Saved entries
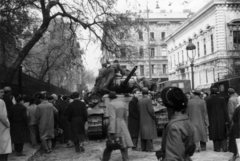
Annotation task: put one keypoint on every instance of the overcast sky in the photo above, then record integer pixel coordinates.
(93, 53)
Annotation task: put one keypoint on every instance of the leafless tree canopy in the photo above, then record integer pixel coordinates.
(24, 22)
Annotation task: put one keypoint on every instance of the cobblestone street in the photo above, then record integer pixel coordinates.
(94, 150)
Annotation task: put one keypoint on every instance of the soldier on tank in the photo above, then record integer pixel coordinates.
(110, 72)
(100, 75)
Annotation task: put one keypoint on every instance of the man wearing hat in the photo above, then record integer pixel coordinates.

---

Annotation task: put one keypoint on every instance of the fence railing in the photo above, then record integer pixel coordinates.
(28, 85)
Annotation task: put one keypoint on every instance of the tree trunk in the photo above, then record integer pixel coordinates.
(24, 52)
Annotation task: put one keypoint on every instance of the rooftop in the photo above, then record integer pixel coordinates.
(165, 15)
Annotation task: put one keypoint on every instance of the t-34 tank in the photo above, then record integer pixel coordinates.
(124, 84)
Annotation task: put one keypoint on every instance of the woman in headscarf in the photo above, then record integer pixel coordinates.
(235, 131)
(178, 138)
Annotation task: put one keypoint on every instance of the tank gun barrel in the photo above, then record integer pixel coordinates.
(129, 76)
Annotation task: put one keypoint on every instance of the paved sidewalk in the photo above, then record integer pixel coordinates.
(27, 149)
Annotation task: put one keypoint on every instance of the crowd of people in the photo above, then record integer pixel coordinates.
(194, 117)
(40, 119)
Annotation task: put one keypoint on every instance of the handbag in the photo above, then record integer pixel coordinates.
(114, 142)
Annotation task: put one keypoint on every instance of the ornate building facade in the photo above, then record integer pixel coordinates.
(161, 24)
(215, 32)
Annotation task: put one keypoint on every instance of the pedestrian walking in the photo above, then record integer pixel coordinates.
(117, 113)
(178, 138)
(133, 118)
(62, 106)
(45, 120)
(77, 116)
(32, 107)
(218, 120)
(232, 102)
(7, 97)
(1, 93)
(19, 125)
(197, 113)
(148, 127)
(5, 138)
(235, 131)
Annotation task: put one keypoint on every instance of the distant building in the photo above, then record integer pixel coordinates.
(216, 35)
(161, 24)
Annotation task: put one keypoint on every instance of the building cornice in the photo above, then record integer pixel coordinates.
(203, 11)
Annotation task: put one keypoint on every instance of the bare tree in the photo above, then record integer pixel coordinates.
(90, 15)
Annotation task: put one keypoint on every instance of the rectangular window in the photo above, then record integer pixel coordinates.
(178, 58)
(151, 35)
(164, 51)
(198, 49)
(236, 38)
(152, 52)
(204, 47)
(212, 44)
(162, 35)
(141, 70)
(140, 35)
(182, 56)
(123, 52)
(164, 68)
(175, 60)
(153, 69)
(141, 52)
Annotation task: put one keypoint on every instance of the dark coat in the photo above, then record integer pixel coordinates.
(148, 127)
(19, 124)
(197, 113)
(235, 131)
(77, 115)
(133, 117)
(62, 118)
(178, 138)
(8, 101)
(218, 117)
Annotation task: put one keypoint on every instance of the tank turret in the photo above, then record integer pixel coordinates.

**Your instructions:** Using the entries shown above, reproduce verbatim the lines from the line bearing "of the leafless" to the line bearing "Annotation task: put one keypoint on every instance of the man", inclusive.

**Response:**
Annotation task: put one keypoint on every instance of the leafless tree canopy in the photo above, then record integer pixel coordinates.
(24, 22)
Annotation task: put one keypoint on every instance of the cobblestone street in the photo above, then record integer pixel coordinates.
(94, 150)
Annotation task: put one keypoint on every instance of the soldier on tank in the photo above, then record integer pixel coordinates.
(110, 72)
(100, 75)
Annotation task: put one keypoint on every instance of the man wearing hat in the photo above, then record integer pixel coordinates.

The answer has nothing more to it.